▶ **Excerpted records**
+--
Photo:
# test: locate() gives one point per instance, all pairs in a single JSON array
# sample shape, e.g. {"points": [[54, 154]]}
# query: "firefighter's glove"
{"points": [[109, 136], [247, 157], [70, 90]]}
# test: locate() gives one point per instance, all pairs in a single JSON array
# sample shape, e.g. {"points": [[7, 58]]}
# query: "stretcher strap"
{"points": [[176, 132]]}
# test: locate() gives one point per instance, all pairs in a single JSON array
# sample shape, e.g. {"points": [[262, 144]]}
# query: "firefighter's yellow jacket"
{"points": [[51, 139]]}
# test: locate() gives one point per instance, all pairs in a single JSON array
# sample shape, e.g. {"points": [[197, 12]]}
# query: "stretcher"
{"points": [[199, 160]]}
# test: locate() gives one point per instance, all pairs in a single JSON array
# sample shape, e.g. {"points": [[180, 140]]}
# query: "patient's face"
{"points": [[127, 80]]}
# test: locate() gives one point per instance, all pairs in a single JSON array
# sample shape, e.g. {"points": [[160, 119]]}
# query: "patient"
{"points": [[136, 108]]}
+--
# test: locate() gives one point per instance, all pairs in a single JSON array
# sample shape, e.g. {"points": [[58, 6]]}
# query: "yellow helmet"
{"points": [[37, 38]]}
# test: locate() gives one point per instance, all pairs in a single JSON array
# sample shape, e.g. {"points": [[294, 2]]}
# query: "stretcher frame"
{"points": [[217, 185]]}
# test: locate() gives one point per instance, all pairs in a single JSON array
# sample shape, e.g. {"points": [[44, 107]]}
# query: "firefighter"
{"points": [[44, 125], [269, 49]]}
+--
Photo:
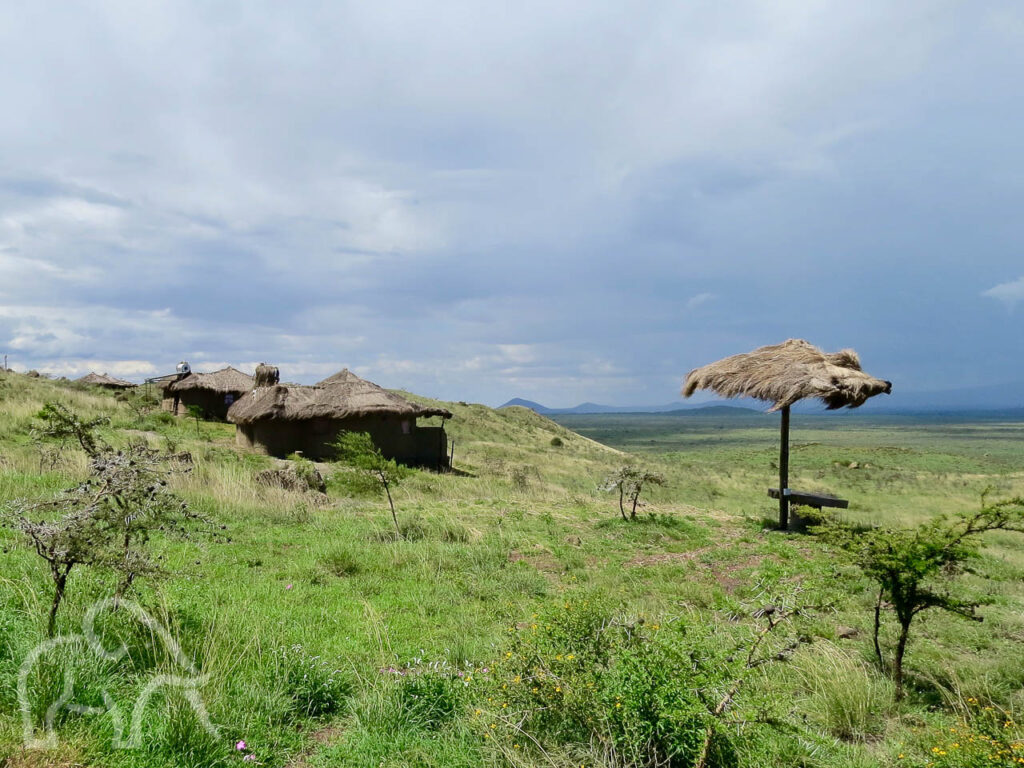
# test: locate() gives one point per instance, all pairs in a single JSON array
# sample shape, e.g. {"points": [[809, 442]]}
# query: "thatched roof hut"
+--
▶ **What you need to do**
Please tally the lines above that contain "shape" and report nothing but the total.

▶ **Response to this exercise**
10